STATED EXERCISE A:
Answer these about the issue notice below, one answer a line, marked the same way:
(i) What resolution was the issue given?
(ii) Which project is it filed under?
(iii) Which environments does it list?

##### SELECTED EXTRACT #####

You are viewing a plain text version of this content. The canonical link for it is here.
Posted to c-dev@xerces.apache.org by "Scott Cantor (JIRA)" <xe...@xml.apache.org> on 2017/07/12 22:56:00 UTC
[jira] [Resolved] (XERCESC-2054) Grammar serialization not portable (integer size / alignment issue)

     [ https://issues.apache.org/jira/browse/XERCESC-2054?page=com.atlassian.jira.plugin.system.issuetabpanels:all-tabpanel ]

Scott Cantor resolved XERCESC-2054.
-----------------------------------
    Resolution: Duplicate

This was already reported, and there are some additional comments over in the original bug, so closing this.

> Grammar serialization not portable (integer size / alignment issue)
> -------------------------------------------------------------------
>
>                 Key: XERCESC-2054
>                 URL: https://issues.apache.org/jira/browse/XERCESC-2054
>             Project: Xerces-C++
>          Issue Type: Bug
>    Affects Versions: 3.0.0, 3.0.1, 3.0.2, 3.1.0, 3.1.1, 3.1.2, 3.2.0, 3.1.3, 3.1.4
>         Environment: Linux CentOS-7 (64bit), Windows 7 (64bit)
>            Reporter: Oliver Moeller
>
> Apologies if this is a known issue, but I have not found it by conventional
> means (i.e., google an searching through the bug data base here).
> I found that the serialisation/deserialisation (here: of grammars) is not as portable as it (IMHO) should be.

##### RECORDS TO USE #####

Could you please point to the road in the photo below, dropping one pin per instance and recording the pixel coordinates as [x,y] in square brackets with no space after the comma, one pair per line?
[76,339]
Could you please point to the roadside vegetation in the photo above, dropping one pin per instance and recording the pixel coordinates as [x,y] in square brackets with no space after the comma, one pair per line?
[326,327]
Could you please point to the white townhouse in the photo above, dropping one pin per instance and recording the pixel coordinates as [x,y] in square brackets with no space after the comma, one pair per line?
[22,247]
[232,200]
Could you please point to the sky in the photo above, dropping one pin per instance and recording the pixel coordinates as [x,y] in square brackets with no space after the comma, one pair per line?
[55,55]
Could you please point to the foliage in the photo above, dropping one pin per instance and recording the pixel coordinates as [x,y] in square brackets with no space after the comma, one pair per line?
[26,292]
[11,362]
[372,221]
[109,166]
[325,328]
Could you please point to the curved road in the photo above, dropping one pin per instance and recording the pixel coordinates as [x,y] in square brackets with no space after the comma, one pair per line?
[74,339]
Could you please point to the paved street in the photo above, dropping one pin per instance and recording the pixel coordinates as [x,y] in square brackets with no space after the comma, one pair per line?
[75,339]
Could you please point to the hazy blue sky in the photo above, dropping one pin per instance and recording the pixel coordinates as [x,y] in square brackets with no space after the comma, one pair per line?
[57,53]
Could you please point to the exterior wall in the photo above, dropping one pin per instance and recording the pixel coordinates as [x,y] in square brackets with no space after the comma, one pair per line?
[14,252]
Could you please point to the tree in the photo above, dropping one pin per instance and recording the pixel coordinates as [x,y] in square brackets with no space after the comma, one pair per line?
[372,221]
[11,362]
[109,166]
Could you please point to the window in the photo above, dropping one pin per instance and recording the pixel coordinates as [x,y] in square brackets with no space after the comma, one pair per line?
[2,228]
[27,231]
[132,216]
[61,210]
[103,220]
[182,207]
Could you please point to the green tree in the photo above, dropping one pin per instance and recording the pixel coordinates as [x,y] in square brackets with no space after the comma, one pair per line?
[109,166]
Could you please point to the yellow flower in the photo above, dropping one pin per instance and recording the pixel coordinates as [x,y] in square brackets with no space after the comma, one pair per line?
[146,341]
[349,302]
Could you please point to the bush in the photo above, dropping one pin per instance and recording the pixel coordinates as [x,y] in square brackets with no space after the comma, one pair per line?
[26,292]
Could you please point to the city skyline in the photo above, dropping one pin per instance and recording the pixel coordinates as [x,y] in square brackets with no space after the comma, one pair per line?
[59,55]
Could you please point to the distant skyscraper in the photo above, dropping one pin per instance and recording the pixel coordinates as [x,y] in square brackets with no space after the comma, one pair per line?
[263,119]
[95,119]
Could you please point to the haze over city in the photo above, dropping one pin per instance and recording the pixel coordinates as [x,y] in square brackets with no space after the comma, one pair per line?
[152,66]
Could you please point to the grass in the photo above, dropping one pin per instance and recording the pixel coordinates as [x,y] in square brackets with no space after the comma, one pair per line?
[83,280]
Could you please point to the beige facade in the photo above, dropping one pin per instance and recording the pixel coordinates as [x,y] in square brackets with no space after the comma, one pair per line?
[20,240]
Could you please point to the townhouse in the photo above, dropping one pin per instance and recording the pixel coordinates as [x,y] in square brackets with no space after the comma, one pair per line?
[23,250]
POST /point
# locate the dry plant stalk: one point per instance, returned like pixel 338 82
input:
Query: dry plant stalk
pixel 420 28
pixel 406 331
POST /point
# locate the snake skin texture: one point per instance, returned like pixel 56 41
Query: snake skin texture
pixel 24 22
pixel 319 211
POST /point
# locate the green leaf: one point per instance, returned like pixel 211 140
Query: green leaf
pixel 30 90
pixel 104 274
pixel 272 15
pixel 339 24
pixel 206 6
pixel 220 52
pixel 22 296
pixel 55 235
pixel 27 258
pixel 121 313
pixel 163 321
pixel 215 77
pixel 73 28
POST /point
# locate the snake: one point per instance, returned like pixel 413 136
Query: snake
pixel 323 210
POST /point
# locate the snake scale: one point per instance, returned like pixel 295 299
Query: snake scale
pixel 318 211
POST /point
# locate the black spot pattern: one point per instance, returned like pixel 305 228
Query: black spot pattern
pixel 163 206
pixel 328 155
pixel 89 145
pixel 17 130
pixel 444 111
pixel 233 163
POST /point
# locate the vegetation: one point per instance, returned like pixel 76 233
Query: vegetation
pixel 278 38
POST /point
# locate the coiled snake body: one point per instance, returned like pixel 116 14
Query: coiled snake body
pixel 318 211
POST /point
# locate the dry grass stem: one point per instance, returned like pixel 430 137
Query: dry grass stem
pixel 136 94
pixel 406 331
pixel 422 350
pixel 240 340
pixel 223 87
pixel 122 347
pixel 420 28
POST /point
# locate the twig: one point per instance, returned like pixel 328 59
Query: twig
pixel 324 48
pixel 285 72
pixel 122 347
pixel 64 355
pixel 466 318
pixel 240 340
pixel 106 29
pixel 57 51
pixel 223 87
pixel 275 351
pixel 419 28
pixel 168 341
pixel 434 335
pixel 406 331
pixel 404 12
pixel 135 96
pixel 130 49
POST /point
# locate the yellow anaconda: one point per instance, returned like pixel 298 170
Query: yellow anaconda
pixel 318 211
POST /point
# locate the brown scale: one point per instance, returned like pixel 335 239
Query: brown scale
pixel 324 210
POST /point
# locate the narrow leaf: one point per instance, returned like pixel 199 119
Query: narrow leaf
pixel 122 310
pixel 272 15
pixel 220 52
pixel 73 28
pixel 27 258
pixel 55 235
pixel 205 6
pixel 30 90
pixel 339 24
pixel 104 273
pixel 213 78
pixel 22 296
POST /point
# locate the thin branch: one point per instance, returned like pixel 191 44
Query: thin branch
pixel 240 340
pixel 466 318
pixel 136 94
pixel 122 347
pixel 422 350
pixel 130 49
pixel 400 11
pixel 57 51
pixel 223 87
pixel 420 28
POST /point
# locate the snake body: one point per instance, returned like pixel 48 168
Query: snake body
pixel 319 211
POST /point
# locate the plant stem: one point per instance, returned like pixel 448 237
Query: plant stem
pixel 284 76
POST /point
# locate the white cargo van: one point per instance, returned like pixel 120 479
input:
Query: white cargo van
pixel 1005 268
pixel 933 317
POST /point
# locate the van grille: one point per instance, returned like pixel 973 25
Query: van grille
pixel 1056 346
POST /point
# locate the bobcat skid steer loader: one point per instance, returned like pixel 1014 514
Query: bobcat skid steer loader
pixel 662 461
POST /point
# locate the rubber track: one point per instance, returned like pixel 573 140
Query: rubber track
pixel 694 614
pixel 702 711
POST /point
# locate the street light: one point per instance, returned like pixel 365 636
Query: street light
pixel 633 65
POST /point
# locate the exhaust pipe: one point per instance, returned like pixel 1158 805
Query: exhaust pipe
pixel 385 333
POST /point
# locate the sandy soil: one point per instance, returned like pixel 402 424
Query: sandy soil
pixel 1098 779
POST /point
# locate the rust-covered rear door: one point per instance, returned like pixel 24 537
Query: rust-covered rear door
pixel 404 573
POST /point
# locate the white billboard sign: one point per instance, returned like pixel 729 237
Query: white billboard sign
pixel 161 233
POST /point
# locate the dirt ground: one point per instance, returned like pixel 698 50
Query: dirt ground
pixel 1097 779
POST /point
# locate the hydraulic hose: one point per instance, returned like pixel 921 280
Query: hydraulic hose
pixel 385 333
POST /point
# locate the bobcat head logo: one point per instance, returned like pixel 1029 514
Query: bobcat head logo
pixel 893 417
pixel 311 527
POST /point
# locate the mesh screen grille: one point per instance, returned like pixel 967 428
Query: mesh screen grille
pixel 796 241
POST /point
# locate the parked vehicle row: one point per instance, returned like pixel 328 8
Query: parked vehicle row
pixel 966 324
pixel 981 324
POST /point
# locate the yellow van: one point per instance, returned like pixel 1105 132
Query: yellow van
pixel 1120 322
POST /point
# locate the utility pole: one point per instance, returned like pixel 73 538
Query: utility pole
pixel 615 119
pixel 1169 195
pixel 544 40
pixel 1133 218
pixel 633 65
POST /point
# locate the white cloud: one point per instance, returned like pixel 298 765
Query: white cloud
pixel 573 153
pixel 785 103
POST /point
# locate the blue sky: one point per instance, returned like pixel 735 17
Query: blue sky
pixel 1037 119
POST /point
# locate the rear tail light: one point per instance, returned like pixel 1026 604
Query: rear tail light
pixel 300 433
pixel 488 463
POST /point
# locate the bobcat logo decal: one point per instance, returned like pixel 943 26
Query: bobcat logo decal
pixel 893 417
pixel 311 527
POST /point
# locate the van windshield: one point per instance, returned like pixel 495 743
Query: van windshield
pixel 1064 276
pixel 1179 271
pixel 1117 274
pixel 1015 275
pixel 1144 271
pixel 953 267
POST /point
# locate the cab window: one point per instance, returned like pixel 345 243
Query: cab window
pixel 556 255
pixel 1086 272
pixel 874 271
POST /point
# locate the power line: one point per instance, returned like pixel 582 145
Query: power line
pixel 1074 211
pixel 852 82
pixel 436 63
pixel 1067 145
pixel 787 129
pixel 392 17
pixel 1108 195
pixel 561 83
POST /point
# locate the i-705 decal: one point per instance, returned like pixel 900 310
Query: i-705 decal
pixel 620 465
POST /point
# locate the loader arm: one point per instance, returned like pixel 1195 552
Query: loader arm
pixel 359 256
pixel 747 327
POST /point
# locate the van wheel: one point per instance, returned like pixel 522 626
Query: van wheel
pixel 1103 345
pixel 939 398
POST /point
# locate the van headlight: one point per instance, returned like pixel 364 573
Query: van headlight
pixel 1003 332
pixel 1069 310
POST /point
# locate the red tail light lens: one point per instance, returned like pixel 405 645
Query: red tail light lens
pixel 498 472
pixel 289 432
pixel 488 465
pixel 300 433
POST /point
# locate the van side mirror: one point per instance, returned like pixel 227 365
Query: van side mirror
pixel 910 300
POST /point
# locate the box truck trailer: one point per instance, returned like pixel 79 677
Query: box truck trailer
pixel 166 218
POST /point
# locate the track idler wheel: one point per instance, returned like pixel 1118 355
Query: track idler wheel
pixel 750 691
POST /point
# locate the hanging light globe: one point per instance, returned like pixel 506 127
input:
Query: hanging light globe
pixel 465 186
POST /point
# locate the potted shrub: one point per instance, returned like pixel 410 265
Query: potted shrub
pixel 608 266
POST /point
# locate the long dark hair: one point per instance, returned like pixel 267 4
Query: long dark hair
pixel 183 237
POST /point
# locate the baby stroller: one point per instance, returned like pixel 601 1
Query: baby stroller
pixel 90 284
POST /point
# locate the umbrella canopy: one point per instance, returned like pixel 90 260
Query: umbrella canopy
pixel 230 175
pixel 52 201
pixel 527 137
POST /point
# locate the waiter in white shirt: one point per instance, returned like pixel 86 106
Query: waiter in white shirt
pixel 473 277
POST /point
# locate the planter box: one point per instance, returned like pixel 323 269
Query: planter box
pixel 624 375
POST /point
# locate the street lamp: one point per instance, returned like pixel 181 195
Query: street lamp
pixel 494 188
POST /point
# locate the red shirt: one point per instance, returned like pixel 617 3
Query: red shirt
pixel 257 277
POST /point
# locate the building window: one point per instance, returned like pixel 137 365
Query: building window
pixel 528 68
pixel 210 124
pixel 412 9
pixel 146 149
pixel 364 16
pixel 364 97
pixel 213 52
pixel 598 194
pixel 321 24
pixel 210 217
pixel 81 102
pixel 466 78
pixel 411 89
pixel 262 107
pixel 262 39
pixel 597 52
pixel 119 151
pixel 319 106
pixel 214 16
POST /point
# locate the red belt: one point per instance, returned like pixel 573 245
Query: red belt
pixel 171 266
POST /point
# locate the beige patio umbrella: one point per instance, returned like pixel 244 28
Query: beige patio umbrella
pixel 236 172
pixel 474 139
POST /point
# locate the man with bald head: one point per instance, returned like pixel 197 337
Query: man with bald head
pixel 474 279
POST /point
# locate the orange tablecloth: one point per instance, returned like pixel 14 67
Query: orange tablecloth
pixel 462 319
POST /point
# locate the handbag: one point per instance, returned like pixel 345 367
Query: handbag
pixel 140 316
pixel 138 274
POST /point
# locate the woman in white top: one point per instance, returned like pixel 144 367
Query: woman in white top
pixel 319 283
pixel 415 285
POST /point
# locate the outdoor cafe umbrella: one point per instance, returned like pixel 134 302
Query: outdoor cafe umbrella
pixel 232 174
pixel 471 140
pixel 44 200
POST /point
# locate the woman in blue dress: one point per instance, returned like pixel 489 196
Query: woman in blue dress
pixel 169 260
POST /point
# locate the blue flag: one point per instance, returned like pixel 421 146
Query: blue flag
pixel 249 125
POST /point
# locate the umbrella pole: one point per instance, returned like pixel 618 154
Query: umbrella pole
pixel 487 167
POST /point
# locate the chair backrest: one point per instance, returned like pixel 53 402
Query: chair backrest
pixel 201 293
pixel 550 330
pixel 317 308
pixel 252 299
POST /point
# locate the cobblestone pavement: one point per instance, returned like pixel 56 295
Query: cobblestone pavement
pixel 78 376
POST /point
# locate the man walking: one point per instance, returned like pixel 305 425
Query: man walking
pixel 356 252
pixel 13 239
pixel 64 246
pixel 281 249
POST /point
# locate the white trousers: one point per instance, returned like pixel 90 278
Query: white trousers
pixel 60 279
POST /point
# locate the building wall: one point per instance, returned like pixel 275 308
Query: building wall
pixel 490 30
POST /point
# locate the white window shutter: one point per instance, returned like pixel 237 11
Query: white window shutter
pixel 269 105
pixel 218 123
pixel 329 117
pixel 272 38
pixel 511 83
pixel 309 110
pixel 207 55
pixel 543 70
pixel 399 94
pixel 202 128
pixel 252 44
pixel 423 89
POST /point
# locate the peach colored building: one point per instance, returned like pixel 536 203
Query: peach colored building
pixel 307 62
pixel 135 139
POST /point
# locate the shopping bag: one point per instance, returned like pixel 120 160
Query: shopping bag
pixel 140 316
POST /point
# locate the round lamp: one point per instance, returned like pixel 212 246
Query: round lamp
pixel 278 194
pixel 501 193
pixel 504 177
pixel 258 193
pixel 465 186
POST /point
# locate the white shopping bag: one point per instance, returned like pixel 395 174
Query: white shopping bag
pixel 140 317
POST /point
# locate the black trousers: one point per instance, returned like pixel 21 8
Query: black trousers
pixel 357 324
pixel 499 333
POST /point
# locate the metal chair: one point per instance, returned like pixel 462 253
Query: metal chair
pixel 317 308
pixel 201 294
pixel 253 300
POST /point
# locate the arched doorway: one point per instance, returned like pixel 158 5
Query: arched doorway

#####

STATED EXERCISE B: Pull out every line of the listing that contains the string "pole".

EXPECTED OUTPUT A:
(i) Duplicate
(ii) Xerces-C++
(iii) Linux CentOS-7 (64bit) and Windows 7 (64bit)

EXPECTED OUTPUT B:
# locate the utility pole: one point per instance, returned like pixel 73 538
Query: utility pole
# locate the umbrella pole: one point per instance, returned like pixel 618 154
Query: umbrella pole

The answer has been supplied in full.